> [SOURCE INFORMATION]
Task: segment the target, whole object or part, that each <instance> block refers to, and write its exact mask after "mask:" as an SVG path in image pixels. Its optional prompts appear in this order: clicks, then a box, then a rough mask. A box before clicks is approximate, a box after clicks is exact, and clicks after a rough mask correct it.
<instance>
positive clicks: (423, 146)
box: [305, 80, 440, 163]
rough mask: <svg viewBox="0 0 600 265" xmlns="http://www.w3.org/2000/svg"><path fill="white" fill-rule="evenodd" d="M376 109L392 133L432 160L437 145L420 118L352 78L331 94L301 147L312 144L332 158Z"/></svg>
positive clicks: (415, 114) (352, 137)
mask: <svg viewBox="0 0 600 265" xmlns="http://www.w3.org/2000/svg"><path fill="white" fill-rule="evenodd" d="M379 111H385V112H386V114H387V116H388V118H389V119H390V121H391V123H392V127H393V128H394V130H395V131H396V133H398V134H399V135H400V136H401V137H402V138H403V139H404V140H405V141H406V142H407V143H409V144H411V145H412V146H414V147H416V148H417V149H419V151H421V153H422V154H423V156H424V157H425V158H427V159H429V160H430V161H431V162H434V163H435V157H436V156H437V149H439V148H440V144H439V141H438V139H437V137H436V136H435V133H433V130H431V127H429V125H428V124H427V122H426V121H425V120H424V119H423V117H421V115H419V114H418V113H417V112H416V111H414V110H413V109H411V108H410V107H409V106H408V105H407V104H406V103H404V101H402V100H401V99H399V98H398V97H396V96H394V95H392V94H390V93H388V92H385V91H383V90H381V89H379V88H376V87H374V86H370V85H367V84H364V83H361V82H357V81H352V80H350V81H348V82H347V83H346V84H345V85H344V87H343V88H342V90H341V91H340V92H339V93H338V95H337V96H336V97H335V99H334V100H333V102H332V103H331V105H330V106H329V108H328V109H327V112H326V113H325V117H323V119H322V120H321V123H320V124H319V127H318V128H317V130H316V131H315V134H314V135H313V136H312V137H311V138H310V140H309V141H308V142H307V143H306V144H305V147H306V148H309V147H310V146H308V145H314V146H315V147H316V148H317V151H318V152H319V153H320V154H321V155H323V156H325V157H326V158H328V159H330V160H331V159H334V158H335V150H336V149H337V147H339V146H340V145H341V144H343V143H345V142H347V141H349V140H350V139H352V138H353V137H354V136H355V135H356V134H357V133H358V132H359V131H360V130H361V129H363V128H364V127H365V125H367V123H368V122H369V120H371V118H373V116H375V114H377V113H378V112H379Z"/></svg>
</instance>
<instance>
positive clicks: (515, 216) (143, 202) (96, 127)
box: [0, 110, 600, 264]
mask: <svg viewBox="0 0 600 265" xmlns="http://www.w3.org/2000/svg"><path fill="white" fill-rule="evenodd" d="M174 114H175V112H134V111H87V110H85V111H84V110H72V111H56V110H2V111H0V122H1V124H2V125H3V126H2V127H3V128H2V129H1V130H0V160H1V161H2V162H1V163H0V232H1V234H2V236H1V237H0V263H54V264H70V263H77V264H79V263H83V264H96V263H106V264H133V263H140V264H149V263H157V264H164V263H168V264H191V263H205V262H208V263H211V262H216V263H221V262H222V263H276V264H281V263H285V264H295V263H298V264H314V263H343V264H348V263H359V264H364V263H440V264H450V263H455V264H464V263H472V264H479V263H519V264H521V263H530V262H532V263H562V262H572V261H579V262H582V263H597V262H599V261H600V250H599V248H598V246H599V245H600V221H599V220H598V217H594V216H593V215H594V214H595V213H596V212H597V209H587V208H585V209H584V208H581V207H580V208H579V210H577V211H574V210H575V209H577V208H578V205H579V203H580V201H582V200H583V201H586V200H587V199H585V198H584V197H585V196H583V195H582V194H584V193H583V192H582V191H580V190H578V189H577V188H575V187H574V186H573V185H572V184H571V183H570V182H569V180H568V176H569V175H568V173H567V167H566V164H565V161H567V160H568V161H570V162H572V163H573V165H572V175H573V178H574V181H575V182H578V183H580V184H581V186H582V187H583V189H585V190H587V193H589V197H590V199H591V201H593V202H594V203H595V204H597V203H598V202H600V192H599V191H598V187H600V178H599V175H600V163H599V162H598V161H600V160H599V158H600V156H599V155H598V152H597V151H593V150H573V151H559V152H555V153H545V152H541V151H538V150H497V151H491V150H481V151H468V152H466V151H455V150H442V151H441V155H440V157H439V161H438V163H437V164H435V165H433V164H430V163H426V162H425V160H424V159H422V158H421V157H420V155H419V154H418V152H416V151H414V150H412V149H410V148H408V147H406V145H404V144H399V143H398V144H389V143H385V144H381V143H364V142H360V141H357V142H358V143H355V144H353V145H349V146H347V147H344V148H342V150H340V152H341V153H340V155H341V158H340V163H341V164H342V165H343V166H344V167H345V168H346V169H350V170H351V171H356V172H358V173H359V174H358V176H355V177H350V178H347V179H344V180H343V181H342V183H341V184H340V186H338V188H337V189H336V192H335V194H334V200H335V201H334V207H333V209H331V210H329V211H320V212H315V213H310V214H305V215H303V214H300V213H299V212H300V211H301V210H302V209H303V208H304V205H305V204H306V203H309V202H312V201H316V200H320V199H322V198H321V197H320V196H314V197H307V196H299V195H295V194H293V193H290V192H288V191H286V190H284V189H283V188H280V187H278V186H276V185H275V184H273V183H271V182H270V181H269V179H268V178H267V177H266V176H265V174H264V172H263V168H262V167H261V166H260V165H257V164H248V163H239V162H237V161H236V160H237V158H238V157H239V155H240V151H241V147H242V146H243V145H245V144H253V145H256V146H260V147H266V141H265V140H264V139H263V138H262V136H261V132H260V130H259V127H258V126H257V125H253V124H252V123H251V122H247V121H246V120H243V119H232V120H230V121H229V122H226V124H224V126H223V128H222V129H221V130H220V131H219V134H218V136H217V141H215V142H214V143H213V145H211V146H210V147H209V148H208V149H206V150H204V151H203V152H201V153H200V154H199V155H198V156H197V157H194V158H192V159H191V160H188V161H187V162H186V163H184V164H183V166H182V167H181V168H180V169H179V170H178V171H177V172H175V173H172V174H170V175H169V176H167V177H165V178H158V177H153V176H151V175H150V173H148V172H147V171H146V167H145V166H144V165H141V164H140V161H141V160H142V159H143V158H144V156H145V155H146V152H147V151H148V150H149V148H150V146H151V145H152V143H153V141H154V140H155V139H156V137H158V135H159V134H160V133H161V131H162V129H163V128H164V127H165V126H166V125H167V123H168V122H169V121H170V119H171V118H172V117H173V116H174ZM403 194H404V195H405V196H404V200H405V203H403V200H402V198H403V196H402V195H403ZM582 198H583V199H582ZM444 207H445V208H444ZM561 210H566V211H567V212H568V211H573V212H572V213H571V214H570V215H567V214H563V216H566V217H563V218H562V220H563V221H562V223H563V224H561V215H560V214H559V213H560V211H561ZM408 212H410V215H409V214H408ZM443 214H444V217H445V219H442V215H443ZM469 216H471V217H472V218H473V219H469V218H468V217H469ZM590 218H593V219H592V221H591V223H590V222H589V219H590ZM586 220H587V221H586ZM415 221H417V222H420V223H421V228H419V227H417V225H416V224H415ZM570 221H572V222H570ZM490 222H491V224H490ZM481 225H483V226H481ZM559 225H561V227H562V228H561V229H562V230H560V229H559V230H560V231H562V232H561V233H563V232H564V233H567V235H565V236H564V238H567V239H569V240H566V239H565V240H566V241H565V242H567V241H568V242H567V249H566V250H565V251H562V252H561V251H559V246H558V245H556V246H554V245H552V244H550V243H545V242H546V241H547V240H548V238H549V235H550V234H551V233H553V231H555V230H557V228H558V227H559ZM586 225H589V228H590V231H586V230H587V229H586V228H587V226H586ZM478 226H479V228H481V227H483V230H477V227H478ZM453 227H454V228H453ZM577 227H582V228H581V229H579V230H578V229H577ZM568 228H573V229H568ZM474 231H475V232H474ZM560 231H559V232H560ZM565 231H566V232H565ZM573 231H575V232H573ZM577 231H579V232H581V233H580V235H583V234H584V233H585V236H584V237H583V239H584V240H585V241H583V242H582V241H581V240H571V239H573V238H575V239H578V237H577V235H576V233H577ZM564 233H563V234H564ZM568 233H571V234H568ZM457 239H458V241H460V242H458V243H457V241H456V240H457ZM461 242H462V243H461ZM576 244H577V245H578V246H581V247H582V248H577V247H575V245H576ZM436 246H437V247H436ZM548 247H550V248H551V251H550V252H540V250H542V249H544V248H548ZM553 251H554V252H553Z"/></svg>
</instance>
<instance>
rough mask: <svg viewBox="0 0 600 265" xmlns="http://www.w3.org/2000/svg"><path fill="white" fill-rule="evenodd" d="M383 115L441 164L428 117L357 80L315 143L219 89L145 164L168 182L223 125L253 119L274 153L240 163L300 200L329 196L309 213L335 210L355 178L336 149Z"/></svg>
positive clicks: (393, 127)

> [EXERCISE DESCRIPTION] Return every line above where "rough" appears.

> [TASK ANSWER]
Task: segment the target, whole object or part, that each <instance> block refers to, and write its exact mask after "mask:" as an SVG path in image pixels. Its optional prompts appear in this order: clicks, then a box, then a rough mask. A box before clicks is approximate, a box after clicks is exact, and clicks after a rough mask correct it.
rough mask: <svg viewBox="0 0 600 265" xmlns="http://www.w3.org/2000/svg"><path fill="white" fill-rule="evenodd" d="M376 109L392 133L432 160L437 145L420 118L352 78L331 94L301 147L312 144L332 158Z"/></svg>
rough mask: <svg viewBox="0 0 600 265" xmlns="http://www.w3.org/2000/svg"><path fill="white" fill-rule="evenodd" d="M383 115L441 164L428 117L357 80L315 143L219 89L145 164L168 182L223 125L253 119L274 153L240 163L300 200L329 196L309 213L335 210L355 178L336 149Z"/></svg>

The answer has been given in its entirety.